Which lines in the records below contain the string "blue", matching case? Copy out each of those lines in full.

DATA EXTRACT —
-- Begin --
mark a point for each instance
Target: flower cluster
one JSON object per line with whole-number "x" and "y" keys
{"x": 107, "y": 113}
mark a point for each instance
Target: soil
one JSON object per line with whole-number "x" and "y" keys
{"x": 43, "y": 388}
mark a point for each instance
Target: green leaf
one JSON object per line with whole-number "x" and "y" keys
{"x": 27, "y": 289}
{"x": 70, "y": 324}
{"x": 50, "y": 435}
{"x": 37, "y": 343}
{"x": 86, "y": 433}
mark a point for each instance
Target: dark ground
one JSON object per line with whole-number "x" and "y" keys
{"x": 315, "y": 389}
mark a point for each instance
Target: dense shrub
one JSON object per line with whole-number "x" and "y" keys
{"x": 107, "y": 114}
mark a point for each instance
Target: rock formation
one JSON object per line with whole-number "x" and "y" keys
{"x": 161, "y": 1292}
-- End --
-- Begin --
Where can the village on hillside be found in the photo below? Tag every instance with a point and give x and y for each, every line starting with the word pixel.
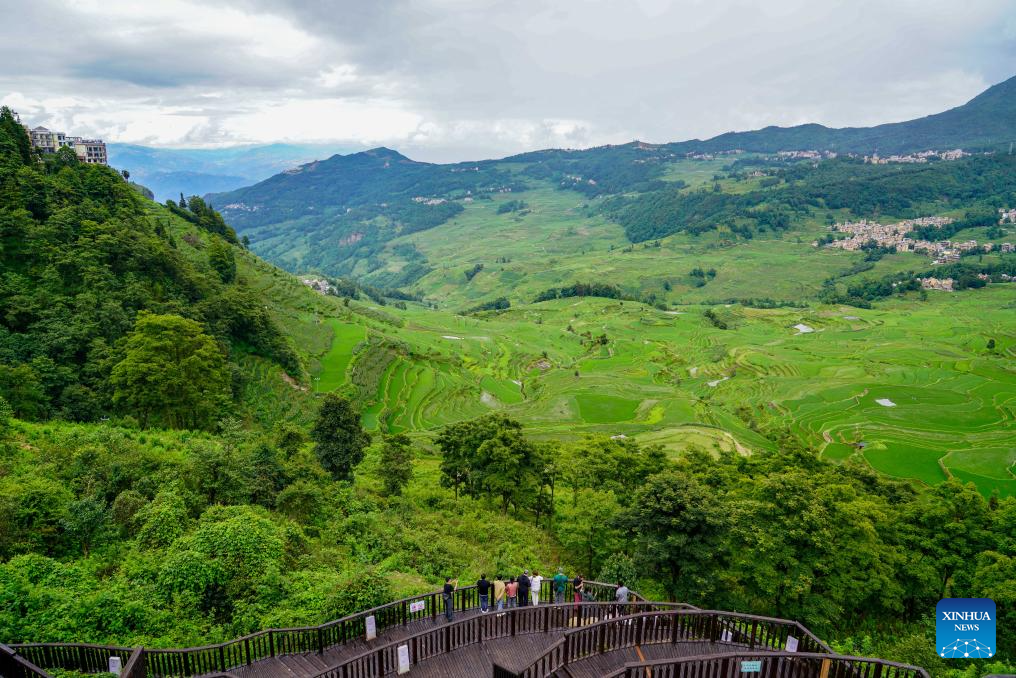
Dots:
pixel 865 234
-- End --
-- Begin --
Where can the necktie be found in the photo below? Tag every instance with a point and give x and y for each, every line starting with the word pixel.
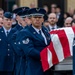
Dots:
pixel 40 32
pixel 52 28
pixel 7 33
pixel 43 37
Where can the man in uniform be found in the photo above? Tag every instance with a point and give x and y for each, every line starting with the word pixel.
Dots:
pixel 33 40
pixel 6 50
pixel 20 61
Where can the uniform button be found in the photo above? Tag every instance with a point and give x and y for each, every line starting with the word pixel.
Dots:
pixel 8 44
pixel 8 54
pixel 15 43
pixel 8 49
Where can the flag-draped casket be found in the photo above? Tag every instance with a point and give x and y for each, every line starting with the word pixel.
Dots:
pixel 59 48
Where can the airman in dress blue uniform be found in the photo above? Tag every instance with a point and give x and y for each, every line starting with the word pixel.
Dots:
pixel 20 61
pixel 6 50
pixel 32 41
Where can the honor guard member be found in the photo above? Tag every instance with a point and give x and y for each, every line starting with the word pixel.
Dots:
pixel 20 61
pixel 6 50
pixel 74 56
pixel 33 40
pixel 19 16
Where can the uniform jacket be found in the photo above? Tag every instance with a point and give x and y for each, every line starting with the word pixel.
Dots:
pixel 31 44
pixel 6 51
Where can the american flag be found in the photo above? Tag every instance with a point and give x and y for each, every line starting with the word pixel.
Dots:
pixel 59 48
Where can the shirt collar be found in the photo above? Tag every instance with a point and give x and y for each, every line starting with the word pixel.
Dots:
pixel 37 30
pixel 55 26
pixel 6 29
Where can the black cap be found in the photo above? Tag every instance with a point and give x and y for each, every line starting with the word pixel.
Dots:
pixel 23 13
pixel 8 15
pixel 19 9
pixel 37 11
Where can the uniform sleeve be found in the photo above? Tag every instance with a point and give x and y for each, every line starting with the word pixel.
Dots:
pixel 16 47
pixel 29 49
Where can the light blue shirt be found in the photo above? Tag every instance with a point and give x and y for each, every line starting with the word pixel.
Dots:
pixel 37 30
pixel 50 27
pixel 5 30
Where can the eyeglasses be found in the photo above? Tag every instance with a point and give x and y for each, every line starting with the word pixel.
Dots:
-- End --
RESULT OF THE EXERCISE —
Where can the airman in dress blue uniform be found in the photo above? Tag every instance with a point and give x and y for each, every line starting with the word pixel.
Where can the light blue shirt be found in the photo above? Tag every instance with a point and give x and y for each, every line starting with the word pixel.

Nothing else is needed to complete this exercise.